## YOUR INSTRUCTIONS
Locate the string "gets" in the records below. Copy every line where it occurs.
+ + + +
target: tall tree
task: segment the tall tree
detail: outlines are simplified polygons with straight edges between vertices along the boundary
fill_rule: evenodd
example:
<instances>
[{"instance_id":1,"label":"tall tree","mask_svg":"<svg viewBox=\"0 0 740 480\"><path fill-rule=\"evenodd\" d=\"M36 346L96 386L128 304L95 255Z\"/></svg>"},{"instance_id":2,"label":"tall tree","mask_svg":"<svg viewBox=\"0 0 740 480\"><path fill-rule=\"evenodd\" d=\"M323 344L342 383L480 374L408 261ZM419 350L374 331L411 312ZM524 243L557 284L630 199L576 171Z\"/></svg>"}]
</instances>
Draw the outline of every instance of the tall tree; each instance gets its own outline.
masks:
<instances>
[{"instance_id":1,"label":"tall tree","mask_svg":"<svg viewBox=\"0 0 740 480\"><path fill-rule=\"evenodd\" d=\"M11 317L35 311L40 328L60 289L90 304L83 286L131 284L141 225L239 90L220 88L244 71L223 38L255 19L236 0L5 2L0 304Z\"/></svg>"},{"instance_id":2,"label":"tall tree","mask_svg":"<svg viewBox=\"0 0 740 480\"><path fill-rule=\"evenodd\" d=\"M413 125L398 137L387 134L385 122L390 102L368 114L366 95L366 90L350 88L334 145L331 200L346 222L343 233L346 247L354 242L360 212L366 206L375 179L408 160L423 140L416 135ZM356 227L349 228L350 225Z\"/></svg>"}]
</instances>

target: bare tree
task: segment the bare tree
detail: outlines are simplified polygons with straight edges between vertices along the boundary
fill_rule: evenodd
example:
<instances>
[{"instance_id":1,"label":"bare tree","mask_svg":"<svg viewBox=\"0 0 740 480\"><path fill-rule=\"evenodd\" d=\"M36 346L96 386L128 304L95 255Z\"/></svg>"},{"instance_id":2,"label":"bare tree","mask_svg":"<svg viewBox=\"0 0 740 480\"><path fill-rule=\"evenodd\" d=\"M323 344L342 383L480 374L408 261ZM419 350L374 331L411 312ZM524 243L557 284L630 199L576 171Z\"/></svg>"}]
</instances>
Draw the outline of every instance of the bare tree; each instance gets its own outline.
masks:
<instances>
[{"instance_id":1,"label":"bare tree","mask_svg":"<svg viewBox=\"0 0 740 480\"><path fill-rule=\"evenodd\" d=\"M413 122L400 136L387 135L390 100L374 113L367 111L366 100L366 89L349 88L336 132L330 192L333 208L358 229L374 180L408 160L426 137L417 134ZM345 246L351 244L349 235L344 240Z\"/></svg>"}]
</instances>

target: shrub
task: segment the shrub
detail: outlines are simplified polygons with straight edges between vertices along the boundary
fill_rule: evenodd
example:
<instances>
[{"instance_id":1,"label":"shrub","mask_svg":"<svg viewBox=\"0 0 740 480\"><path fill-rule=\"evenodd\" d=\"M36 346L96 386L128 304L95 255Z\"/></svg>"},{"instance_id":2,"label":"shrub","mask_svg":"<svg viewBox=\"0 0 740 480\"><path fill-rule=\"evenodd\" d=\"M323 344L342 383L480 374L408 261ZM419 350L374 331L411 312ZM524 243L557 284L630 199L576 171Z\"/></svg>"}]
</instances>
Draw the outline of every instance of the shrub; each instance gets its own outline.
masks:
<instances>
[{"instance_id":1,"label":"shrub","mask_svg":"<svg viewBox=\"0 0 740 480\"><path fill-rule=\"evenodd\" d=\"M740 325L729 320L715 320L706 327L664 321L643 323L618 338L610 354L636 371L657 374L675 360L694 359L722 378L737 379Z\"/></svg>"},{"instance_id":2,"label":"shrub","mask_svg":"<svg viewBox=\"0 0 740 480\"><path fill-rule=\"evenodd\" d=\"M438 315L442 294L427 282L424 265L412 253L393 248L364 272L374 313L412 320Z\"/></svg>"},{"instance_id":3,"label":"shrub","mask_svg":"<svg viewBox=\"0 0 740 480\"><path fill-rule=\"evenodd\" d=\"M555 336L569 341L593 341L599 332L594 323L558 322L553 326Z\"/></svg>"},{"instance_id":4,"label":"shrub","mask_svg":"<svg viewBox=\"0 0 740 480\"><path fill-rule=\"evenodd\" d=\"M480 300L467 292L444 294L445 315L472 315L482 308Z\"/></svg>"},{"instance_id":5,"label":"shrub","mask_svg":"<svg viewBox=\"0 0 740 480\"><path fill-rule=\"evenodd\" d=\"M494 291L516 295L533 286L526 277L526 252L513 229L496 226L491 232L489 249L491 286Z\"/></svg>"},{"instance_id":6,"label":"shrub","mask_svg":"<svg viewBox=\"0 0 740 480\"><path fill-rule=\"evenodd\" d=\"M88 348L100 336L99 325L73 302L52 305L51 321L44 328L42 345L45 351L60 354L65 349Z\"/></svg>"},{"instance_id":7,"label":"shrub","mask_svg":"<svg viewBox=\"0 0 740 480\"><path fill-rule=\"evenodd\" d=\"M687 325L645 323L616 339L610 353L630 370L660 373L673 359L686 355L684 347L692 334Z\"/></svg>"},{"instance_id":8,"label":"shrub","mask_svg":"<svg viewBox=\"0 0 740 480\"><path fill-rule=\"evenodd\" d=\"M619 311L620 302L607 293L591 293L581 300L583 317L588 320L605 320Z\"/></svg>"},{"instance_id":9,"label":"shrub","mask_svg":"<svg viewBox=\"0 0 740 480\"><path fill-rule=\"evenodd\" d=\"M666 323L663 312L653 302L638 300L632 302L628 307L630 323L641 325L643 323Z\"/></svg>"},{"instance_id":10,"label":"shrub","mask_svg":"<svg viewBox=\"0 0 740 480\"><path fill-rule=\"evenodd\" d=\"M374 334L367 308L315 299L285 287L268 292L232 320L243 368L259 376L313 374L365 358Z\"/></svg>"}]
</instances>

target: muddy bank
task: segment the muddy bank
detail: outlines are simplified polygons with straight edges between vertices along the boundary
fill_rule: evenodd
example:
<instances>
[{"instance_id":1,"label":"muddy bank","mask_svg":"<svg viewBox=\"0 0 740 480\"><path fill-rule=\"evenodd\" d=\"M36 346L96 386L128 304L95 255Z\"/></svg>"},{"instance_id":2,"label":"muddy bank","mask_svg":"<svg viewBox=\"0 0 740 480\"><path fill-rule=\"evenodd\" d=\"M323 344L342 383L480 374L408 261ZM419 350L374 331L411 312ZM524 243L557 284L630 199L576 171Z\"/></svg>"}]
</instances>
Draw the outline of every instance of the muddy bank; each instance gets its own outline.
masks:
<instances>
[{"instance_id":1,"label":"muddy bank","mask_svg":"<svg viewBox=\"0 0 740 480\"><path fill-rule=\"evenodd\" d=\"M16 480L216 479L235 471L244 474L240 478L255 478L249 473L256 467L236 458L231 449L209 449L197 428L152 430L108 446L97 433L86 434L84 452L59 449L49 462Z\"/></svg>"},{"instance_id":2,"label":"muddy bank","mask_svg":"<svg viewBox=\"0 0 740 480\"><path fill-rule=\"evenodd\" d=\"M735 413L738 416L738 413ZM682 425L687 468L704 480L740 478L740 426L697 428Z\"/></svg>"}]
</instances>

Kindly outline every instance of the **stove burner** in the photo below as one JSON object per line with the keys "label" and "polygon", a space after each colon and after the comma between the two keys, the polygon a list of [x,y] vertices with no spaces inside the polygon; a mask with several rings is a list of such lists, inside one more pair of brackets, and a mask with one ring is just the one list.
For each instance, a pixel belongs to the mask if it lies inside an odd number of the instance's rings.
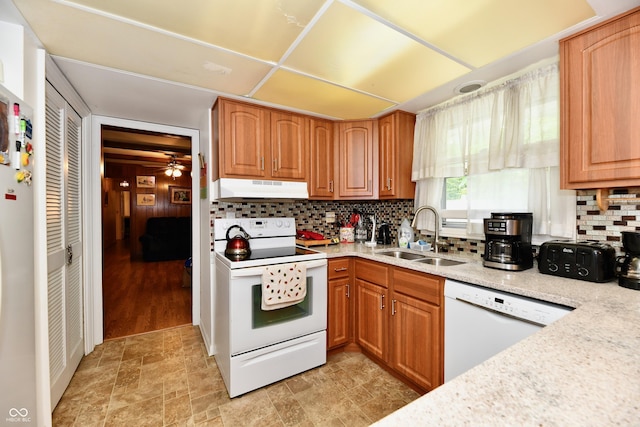
{"label": "stove burner", "polygon": [[295,247],[284,247],[284,248],[255,249],[255,250],[252,250],[248,256],[244,255],[242,257],[225,254],[225,257],[229,258],[231,261],[247,261],[247,260],[256,260],[256,259],[280,258],[280,257],[291,256],[295,254],[296,254]]}
{"label": "stove burner", "polygon": [[282,258],[293,255],[305,255],[305,254],[314,254],[317,251],[310,250],[308,248],[300,247],[300,246],[289,246],[289,247],[280,247],[280,248],[268,248],[268,249],[255,249],[252,250],[249,255],[233,255],[226,254],[225,258],[236,262],[236,261],[252,261],[258,259],[273,259],[273,258]]}

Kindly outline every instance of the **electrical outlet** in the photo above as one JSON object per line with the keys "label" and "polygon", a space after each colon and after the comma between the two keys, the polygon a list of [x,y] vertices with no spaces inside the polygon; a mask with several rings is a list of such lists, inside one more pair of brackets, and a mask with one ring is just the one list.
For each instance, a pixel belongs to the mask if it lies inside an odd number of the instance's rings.
{"label": "electrical outlet", "polygon": [[324,220],[327,224],[332,224],[336,222],[336,213],[335,212],[325,212]]}

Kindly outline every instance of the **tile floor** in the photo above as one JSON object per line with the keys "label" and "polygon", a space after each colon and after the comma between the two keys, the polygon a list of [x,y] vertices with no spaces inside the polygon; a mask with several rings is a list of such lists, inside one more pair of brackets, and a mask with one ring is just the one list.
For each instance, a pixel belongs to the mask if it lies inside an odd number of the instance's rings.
+ + + +
## RESULT OF THE TASK
Draw the outline of every instance of the tall tree; each instance gets its own outline.
Draw the outline of every instance of the bare tree; each instance gets its own outline.
Draw the outline of every instance of the shrub; each instance gets its own outline.
Draw the outline of every instance of the muddy bank; each instance gets its own outline.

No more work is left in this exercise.